WHAT NEEDS TO BE DONE: Continue the passage on splitting an audio signal among several loads, starting after its last sentence.

EXCERPT:
######
Well, except that it IS a buffer, actually two buffers around a pot.

Sound card outputs are usually under 100 ohm source impedance. As long as you don't have shorted wires, or don't mind trouble-shooting when sound goes dead, you can stack lots of 10K or 22K loads on it, simply parallel ("Y-cords"). Ten 10K loads in parallel is 1K, and a sound card can drive 1K fine.

In for-pay audio, we have to be defensive. A radio station has to be on the air 24/7, even when some idiot helper like me is trying to get a tap of the main signal. Recording live concerts, there is always some kid who comes running up the same instant that the conductor goes on-stage, and wants to tap his beat-up MiniDisc player into the recording bus. And I myself have plugged outputs into outputs and wondered what was wrong.... So a "good" distribution amp has to be short-proof, and even isolate stray signals fed in the output so they do not leak into other outputs.
######
RECORD EXTRACTS:
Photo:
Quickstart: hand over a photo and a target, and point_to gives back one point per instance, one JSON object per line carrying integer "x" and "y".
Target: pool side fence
######
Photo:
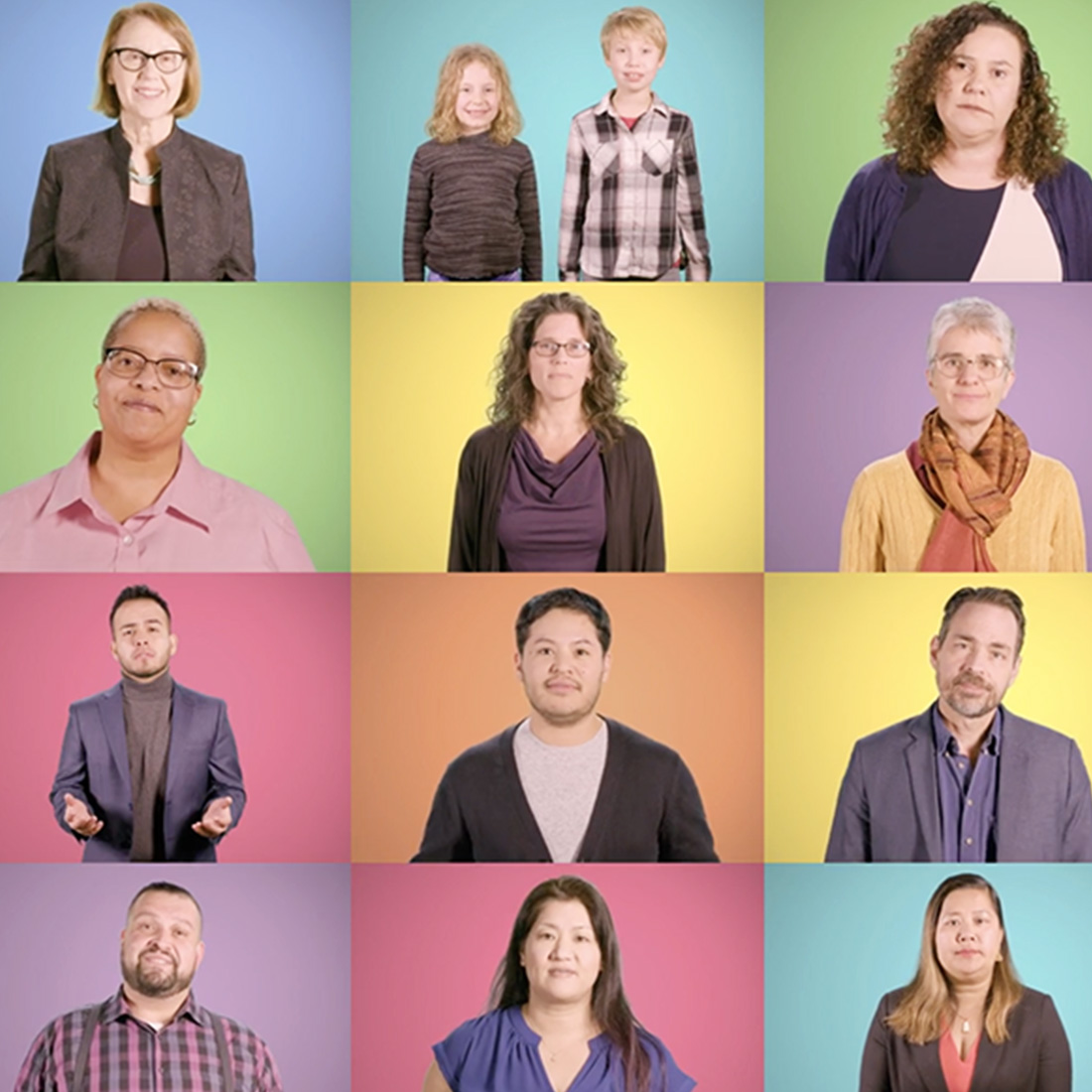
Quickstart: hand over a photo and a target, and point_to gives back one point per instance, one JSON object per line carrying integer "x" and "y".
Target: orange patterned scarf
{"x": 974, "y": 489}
######
THE RESPONSE:
> For PC, as declared by joensd in the first post, this might be considered as sufficient solution.

In general, one buffer with many build-out IS the best way, assuming you can find a beefy enough buffer. In broadcast the standard now is 60Ω build-out resistors, so if you might have a dozen shorted outputs (it is amazing what can happen in a large broadcast operation {at least this was true in analog days}) then your buffer looks a lot like a loudspeaker amp.

You may argue that a 074 is only good enough for PC music, and I won't debate that too much. Of the cheapo chips, I do like the LM837, if only because the output is beefier than the 074s. There are tons of better op-amps if that's what you want.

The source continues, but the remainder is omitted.